» Objective
Continue the text on UNIX file permissions and chmod, starting right after its final sentence.

» Passage
Information contained within this entry is heavily based on Perifect's article

Understanding UNIX and chmod.

OSX: There are some differences in the way osx handles permissions from other UNIX's.
However, the following should be accurate for all lab members on the Hoffman2 cluster.

Introduction

There are three levels of ownership and three levels of permission that you need to know.

File:Unix-Permission.gif

Ownership

Every file in UNIX has an owner user and an owner group.

Only the owner of a file can change its permissions (Unless you are an Admin)

Owner

Owner = you, the user. UNIX identifies each user by a User ID (UID) and the username (or login) such as 'nick' and 'bobby'.

Group

Groups = your buddies. A user may belong to one or more groups of users. The concept of groups serves the purpose of assigning sets of privileges for a given resource and sharing them among many users that need to have them. (perhaps because they are all members of a project working team and they all need access to some common project files) So, on my system user 'nick' and user 'bobby' both belong to the group 'perllab'. This way, they can have some shared privileges over the files for this lab's projects. User 'nick' needs the files to contribute to the project, and user 'bobby' needs them to contribute to nick's work.

To Find out what group you are in, use UNIX_Permissions#id.

Other

Others = the random guys. They represent anybody on the system.

Permissions

Security for your files and directories.

Files

Every file on the system has associated with it a set of permissions. Permissions tell UNIX what can be done with that file and by whom. There are three things you can (or can't) do with a given file:

• read it, gain access to looking into file
• write (modify) it and change things in the file
• execute it, to run as a program

Unix permissions specify which of the above operations can be performed for any ownership relation with respect to the file. In simpler terms, what can the owner do, what can the owner group do, and what can everybody else do with the file. For any given ownership relation, we need three bits to specify access permissions: the first to denote read (r) access, the second to denote (w) access and the third to denote execute (x) access. We have three ownership relations: 'owner', 'group' and 'all' so we need a triplet for each, resulting in nine bits. Each bit can be set or clear. (not set) We mark a set bit by it's corresponding operation letter (r, w or x) and a clear bit by a dash (-) and put them all on a row. An example might be rwxr-xr-x.What this means is that the owner can do anything with the file, but group owners and the rest of the world can only read or execute it. Usually in UNIX there is also another bit that precedes this 9-bit pattern. You do not need to know about it, at least for the time being.

Data items:
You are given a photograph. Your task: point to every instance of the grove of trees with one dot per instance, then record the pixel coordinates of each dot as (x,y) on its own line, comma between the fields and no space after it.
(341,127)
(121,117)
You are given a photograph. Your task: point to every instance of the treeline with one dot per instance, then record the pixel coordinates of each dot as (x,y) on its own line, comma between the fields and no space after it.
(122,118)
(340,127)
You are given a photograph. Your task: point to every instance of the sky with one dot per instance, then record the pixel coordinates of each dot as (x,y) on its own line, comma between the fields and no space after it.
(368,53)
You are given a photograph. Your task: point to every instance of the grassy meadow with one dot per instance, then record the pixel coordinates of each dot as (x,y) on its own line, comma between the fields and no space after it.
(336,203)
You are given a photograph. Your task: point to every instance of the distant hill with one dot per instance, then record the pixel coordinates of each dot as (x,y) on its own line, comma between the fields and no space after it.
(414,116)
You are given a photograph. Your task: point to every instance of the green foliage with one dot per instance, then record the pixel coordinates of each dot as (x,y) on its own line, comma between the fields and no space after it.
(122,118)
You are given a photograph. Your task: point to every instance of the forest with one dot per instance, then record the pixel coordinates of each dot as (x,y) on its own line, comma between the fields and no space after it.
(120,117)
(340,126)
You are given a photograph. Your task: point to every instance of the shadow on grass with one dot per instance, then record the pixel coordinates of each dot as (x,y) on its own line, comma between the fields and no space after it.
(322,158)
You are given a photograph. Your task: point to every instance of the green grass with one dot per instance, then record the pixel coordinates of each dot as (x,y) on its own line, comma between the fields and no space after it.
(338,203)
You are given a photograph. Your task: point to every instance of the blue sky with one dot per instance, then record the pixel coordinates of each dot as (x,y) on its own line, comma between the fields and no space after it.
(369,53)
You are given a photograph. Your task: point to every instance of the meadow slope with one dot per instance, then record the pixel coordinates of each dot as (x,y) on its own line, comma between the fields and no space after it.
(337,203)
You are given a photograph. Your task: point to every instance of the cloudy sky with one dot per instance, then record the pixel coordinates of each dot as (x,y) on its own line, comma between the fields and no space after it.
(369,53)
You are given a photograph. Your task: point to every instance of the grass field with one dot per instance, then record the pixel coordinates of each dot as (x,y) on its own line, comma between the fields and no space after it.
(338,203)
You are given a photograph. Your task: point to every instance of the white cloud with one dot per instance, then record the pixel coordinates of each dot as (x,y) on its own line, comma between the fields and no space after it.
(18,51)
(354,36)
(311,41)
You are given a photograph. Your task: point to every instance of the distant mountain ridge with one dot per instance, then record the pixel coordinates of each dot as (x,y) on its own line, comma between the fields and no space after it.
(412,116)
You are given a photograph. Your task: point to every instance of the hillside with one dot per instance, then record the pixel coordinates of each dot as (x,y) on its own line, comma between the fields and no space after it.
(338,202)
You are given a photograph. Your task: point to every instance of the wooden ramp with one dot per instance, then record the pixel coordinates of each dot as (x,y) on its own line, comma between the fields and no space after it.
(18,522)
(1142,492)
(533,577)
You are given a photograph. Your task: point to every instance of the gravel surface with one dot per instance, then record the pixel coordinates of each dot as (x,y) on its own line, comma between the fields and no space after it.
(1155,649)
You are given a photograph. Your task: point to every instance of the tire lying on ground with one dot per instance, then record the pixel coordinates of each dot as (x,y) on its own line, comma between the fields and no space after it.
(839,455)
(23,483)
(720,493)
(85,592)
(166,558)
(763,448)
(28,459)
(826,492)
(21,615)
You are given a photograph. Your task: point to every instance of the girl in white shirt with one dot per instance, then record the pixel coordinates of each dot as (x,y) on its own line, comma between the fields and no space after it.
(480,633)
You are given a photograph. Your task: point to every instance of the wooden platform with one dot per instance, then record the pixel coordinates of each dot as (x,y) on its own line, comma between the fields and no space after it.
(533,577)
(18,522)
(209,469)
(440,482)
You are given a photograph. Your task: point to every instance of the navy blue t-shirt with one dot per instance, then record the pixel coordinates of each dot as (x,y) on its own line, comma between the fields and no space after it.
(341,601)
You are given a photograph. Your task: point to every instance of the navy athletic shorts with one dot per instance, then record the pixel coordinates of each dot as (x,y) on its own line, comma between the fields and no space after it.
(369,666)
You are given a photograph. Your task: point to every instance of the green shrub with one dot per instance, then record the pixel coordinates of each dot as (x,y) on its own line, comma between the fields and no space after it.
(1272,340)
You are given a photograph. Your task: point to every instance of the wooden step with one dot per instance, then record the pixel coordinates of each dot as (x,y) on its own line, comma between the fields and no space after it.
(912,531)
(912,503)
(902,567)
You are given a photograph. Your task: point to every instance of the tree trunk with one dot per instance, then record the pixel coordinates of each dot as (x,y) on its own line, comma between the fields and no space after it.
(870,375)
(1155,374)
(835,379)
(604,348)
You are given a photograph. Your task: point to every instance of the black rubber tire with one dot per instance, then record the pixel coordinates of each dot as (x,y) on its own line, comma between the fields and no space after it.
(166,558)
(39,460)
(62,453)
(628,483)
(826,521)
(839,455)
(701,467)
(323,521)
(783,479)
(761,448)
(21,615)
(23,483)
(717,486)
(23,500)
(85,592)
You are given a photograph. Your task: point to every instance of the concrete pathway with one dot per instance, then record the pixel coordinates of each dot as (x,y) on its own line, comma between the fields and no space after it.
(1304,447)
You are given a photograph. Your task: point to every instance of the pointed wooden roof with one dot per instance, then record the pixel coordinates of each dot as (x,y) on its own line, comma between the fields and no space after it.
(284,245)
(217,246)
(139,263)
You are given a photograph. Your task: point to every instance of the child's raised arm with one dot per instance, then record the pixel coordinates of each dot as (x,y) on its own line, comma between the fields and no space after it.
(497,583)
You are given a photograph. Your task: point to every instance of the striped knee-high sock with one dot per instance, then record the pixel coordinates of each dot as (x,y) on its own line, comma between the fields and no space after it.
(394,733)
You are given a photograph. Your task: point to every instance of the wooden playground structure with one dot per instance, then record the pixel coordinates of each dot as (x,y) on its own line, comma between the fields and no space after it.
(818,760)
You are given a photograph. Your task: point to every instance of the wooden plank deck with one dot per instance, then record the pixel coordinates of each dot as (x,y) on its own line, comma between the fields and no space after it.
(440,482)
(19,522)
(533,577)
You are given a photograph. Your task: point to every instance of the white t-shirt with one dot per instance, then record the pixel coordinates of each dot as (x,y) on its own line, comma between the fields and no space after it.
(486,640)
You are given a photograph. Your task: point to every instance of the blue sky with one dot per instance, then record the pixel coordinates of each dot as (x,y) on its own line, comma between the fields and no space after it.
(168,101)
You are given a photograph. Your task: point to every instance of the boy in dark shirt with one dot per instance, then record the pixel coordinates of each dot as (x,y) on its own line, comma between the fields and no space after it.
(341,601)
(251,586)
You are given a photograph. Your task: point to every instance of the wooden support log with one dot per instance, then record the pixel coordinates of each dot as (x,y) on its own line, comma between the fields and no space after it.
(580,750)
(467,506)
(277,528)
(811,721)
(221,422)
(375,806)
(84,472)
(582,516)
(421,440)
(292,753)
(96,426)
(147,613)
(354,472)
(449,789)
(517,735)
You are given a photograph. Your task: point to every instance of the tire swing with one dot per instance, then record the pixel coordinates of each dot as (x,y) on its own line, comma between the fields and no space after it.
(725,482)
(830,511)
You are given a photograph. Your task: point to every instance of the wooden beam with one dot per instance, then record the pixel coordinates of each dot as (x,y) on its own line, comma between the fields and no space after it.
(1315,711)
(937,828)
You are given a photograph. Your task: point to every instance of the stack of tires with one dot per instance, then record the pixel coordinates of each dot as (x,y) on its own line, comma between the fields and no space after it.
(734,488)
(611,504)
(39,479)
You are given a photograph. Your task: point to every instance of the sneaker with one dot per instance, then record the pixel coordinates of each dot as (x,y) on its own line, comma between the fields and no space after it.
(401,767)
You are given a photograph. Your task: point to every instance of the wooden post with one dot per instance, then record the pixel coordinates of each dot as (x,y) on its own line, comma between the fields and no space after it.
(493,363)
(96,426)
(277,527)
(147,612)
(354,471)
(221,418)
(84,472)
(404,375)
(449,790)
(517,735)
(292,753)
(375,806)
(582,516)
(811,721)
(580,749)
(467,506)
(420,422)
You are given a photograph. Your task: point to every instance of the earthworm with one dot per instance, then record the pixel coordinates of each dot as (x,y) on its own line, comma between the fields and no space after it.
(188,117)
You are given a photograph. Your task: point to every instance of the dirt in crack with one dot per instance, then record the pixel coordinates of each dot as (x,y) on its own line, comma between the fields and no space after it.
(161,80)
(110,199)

» Answer
Directories

Another interesting thing to note is that lib/ which is a directory has permissions, too. Permissions take a different meaning for directories. Here's what they mean:

• read determines if a user can view the directory's contents, i.e. do ls in it.
• write determines if a user can create new files or delete file in the directory. (Note here that this essentially means that a user with write access to a directory can delete files in the directory even if he/she doesn't have write permissions for the file! So be careful with this.)
• execute determines if the user can cd into the directory.

To Find out the permission, use UNIX_Permissions#ls

Tools

These Unix Tools will help you out when you want to modify permissions.

ls

If you try ls -l on the command prompt you will get something like the following:

[nick@thekla src]$ ls -l
-rwxr-xr-x   1 nick     users          382 Jan 19 11:49 bscoped.pl
drwxr-xr-x   3 nick     users         1024 Jan 19 11:19 lib/
-rwxr-xr-x   1 nick     users         1874 Jan 19 10:23 socktest.pl

The first column here shows the permission bit pattern for each file. The third column shows the owner, and the fourth column shows the owner group. By the time, the information provided by ls -l should be enough for you to figure out what each user of the system can do with any of the files in the directory.

File:Unix-Permission.png

chmod

To set/modify a file's permissions you need to use the chmod program. Of course, only the owner of a file may use chmod to alter a file's permissions. chmod has the following syntax:

chmod [options] mode file(s)

The 'mode' part specifies the new permissions for the file(s) that follow as arguments. A mode specifies which user's permissions should be changed, and afterwards which access types should be changed. Let's say for example:

chmod a-x socktest.pl

This means that the execute bit should be cleared (-) for all users. (owner, group and the rest of the world) The permissions start with a letter specifying what users should be affected by the change, this might be any of the following:

• u the owner user
• g the owner group
• o others (neither u, nor g)
• a all users (u, g, & o)

This is followed by a change instruction which consists of a +(set bit) or -(clear bit) and the letter corresponding to the bit that should be changed.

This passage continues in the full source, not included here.